[Opening TEXT PROVIDED section]

When we boarded the Croatian Airlines flight from Frankfurt to Zagreb, all these men started boarding who were quite tall, high cheek bones and narrow eyes — just like Michael, whose grandfather came from Croatia. It was as if we had found his tribe. Cross the border into Italy and genetics takes 6-8 inches off of the men and then places them all on motorbikes with the idle set on breakneck. Trieste also had a Christmas fair, great yarn and the best cocoa that I’ve ever tasted. I wish we had had more time to explore. Here we are in a coffee shop with our friends Kathy and Steve. I wouldn’t say that the cocoa I was drinking was thick, but you could practically stand a spoon up in it.
On our drive up to Trieste, we stopped off to see the tallest Church in Istria, the 18th century Svetog Blaza. The guidebook said that it howed a great collection of religious relics and other treasures. But mostly we stopped there for a viewing of the Vodnjan mummies, the bodies of important dead clergy, displayed in glass cases and supposedly impervious to decomposition. Surreal, but not something one encounters in Toledo. We knocked on the church doors, but no one answered. Finally, someone in the almost deserted square suggested that we try knocking on the door of the home of the priest. He assured us it would be okay, so we ventured down this narrow, cobblestone passageway (I think residents might consider it a road) and knocked. Knocked again. One of the shuttered windows swung open and as if from a coo-coo clock a head emerged. She was barely tall enough to see out the window, but as she shook one arthritic finger it was as if she were saying, “you may not see our dead today.” And then she slammed closed the shutter. The priest may live at this address, but clearly she was the one in charge, so we did not see the dead.

[Closing TEXT PROVIDED section]

PROBLEM 1:
According to the travel account, what was the name of the 18th-century church visited on the drive up to Trieste?
PROBLEM 2:
Carry the travel account further, picking up right after its final sentence.
The rows that come after this text have nothing to do with it.

[Opening RAW DATA section]

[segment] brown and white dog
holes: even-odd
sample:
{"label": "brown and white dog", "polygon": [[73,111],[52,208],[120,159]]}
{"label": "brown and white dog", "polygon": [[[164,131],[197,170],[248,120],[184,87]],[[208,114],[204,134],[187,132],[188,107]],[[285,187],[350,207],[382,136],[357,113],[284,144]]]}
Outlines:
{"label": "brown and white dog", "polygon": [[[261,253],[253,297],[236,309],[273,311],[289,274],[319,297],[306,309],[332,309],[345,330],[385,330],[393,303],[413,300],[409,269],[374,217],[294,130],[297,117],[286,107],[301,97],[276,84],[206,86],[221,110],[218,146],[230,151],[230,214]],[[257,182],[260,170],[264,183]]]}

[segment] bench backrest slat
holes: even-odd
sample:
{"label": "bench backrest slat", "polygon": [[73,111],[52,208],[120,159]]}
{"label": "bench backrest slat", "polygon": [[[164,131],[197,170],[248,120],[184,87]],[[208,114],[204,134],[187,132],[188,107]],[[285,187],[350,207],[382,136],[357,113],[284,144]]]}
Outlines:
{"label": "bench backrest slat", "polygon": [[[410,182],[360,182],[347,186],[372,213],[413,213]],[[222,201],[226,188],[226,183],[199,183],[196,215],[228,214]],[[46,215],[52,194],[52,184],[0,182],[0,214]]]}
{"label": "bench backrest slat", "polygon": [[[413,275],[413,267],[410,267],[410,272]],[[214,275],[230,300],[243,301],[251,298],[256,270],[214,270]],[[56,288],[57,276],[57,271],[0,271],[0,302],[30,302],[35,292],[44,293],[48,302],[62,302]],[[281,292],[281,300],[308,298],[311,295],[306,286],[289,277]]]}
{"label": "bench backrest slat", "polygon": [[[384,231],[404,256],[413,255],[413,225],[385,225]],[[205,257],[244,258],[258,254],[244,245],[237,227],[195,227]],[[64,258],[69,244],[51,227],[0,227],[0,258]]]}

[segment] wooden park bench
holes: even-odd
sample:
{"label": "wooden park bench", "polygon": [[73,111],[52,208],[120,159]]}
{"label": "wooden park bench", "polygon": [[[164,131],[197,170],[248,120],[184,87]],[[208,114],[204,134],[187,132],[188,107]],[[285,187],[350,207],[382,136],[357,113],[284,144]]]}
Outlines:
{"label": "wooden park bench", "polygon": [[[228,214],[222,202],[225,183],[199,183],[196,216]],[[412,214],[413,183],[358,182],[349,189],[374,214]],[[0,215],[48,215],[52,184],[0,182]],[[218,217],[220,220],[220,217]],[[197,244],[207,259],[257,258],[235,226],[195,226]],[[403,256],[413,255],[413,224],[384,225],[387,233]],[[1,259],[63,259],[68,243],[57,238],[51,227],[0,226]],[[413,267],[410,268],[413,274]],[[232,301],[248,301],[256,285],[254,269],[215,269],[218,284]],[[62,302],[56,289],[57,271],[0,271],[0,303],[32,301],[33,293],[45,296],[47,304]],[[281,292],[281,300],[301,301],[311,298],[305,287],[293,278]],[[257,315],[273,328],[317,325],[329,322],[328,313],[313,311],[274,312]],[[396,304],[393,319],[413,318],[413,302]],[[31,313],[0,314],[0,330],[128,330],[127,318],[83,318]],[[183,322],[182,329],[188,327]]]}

[Closing RAW DATA section]

RESPONSE AREA 1:
Svetog Blaza

RESPONSE AREA 2:
On to lunch in Porec, a charming sea side town where we had the best lunch of the trip. Why do we put up with such inferior food in this country? Fast food isn’t even worth mentioning, although an outlet exists on every corner. One step above that you have the Applebee equivalents where the food is all prepared in Kansas or somewhere and shipped to be thawed out in less than 20 minutes. And we eat this, when the alternative is food prepared with ingenuity and unimaginable variety at local small eateries. I wasn’t once tempted to order a chicken Caesar salad as the lesser of all evils and even though we ate well, I actually lost weight while abroad. We need to get our groceries in order.
I regret not having pasta in Italy, which means I have to go back — and soon.